REQUIRED TASKS
1: List every person named in the passage about Halloween in Old Northeast.
2: From the passage about Halloween in Old Northeast, return the text starting at "Newcomers might wonder" and ending at "the ultimate accolades.".

DOCUMENT EXCERPT
★ ★ ★
Newcomers might wonder how Old Northeast became the epicenter of ghostly grandeur. One origin story comes from Cynthia Serra on 10th Avenue. Two-and-a-half decades ago, she and a friend started dressing up as the Wicked Witches of Old Northeast, parading around the neighborhood in a convertible, tossing candy. This evolved into a house-decorating contest that today lives on in Historic Old Northeast Neighborhood Association’s official annual contest. But even before Cynthia and her crowd spiced things up, the neighborhood had a reputation as the city’s Halloween champ. Only here can turning your lawn into a temporary cemetery – complete with life-size skeleton-horse-drawn hearse – gain you the ultimate accolades.
One house that never disappoints belongs to dermatologist Liz Arrington and her husband Rob. Their home on 18th Avenue, between Locust and Cherry, is transformed into a War of the Worlds alien invasion. Arrington says, “When we moved here our kids were still little and we didn’t want to do something that was too scary. Our house always reminded me of a barn and that inspired the aliens-in-the-corn-field theme. Rob is an electrical engineer and at the time he was a stay-at-home dad.” The result is enormous homemade flying saucers that land and take off with the assistance of a pulley and a garage door opener. They get corn stalks from a local farm. “But I think my favorite,” says Liz, “is the night before.”
★ ★ ★
EXTRACTED INFORMATION

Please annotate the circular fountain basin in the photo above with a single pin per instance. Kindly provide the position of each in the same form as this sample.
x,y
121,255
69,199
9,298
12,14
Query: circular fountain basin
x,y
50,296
★ ★ ★
ANSWERS
1:
Cynthia Serra
Liz Arrington
Rob

2:
Newcomers might wonder how Old Northeast became the epicenter of ghostly grandeur. One origin story comes from Cynthia Serra on 10th Avenue. Two-and-a-half decades ago, she and a friend started dressing up as the Wicked Witches of Old Northeast, parading around the neighborhood in a convertible, tossing candy. This evolved into a house-decorating contest that today lives on in Historic Old Northeast Neighborhood Association’s official annual contest. But even before Cynthia and her crowd spiced things up, the neighborhood had a reputation as the city’s Halloween champ. Only here can turning your lawn into a temporary cemetery – complete with life-size skeleton-horse-drawn hearse – gain you the ultimate accolades.